RECORDS SHOWN start

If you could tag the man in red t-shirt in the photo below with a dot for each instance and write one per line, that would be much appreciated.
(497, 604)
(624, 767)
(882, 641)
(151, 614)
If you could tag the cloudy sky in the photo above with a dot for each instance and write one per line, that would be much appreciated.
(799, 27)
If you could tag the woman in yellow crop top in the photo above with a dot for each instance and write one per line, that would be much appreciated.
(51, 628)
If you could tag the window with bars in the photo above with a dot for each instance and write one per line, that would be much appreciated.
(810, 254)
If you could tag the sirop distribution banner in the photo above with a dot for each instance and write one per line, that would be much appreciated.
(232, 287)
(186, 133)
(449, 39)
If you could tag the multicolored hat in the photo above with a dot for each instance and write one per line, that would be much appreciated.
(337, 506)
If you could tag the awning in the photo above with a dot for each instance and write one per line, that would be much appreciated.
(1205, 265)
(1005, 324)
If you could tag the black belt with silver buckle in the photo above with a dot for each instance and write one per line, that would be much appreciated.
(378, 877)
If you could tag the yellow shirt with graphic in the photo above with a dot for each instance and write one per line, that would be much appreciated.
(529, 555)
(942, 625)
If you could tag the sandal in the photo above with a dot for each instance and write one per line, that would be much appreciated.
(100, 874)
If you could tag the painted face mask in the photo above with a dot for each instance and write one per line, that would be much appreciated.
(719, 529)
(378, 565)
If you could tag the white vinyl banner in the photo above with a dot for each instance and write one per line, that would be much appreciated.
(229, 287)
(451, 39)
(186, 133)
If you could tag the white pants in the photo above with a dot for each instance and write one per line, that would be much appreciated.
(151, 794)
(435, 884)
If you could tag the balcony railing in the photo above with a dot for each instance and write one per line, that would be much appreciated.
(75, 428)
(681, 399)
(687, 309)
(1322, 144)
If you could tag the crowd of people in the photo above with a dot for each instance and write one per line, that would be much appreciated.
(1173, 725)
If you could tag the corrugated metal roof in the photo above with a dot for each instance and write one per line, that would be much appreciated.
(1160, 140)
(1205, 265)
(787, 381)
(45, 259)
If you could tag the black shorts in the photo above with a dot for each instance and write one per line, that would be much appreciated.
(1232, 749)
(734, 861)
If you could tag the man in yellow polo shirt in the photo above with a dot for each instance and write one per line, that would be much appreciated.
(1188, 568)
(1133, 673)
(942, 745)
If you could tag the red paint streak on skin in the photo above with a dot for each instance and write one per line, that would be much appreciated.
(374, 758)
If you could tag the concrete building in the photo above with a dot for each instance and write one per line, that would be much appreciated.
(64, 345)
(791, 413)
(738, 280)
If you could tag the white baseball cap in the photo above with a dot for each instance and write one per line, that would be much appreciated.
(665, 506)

RECORDS SHOWN end

_EXERCISE REQUIREMENTS_
Write out the whole listing again, exactly as it stands.

_SOLUTION TO THIS PROBLEM_
If you could tag the man in red t-shirt in the photo below with a dot for each instance and write one per line, that would be much appreciated.
(497, 604)
(624, 767)
(882, 641)
(151, 614)
If you could tag the cloudy sky in the photo above with a dot for each instance and write one per line, that would be much appreciated.
(799, 27)
If you could tag the woman in yellow crop top in the photo above with a dot for each instance and write one per line, that would be much appreciated.
(51, 628)
If you could tag the window with bars in the photo above with a dot for each instance and write one per line, that would be much appreciated.
(810, 254)
If you could tag the sirop distribution banner in the photo above with a dot for each instance and write one per line, that would be much appreciated.
(232, 287)
(186, 133)
(449, 39)
If you could tag the multicolored hat in the photo above with a dot for each instance and write one per line, that would be much appreciated.
(337, 506)
If you could tag the awning in the photo above with a dot for each instance and write one per line, that would be much appreciated.
(1205, 265)
(1005, 324)
If you could tag the black belt with silver buckle in the photo above with a dot for each instance and write one per line, that would be much appreciated.
(378, 877)
If you could tag the yellow shirt with graphic in the photo above with a dot for each instance and write one per line, that would be much appreciated.
(529, 555)
(942, 625)
If you could tag the sandal in the photo above with a dot for each instance and write one per line, that would be much appreciated.
(100, 874)
If you could tag the painted face mask in the photo above with a dot for each instance and write one per line, that would be much appreciated.
(719, 529)
(378, 565)
If you could tag the white vinyl banner in the photo above with a dot for each instance and write one per line, that would be much appreciated.
(229, 287)
(451, 39)
(186, 133)
If you could tag the white pants in the photo above with a dot for each instance and write one per line, that would be much appreciated.
(151, 794)
(435, 884)
If you could tag the balcony railing in the photo above with a dot for each instance and write one per line, that would be much appreciated.
(75, 428)
(681, 399)
(687, 309)
(1322, 144)
If you could tag the crowd of people in the photo above with a dot for each instance and write one per line, that would be much appreciated.
(1173, 725)
If you could tag the corrugated metal roof in the photo above with a dot for each instance and write one per line, that would be much appreciated.
(1160, 140)
(1205, 265)
(787, 381)
(45, 259)
If you could tag the black shorts in the photo above with a dot for each instance and write one per line, that would be much appreciated.
(1232, 749)
(734, 861)
If you could tag the man in yellow polo shirt in the photo above with a dot for each instance and write one per line, that would be much appreciated.
(1188, 568)
(1133, 673)
(942, 745)
If you could tag the red paint streak on skin in the photo above with a dot for each instance and write one per line, that would be much appreciated.
(374, 758)
If you could tag the concrete building in the photo above with a dot for each instance and write one per line, that would be much appreciated.
(64, 345)
(791, 413)
(738, 280)
If you could tag the white baseball cap in the photo above with a dot for each instance and write one per line, that would be much appreciated.
(665, 506)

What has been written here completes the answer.